> Compito assegnato:
Trascriva parola per parola tutte le righe seguenti, tralasciando le immagini.

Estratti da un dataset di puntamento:
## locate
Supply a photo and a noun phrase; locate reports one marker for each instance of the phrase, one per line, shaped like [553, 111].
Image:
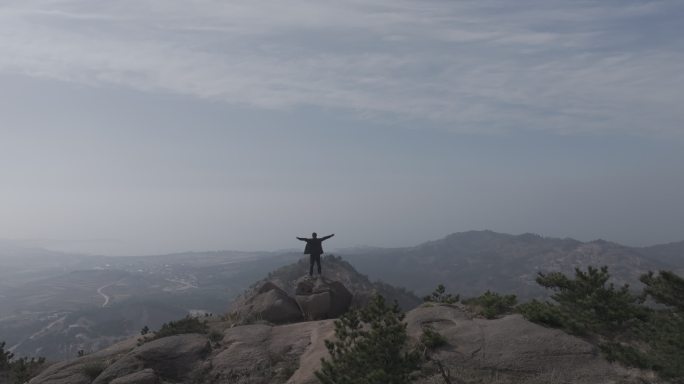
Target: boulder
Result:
[518, 350]
[146, 376]
[172, 358]
[269, 303]
[322, 298]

> Esercizio svolto:
## locate
Supply a photo and a noun phrase; locate reports one marker for each instance of the phrase, one per line, shaped like [553, 111].
Image:
Target: boulder
Result:
[518, 350]
[146, 376]
[172, 358]
[269, 303]
[322, 298]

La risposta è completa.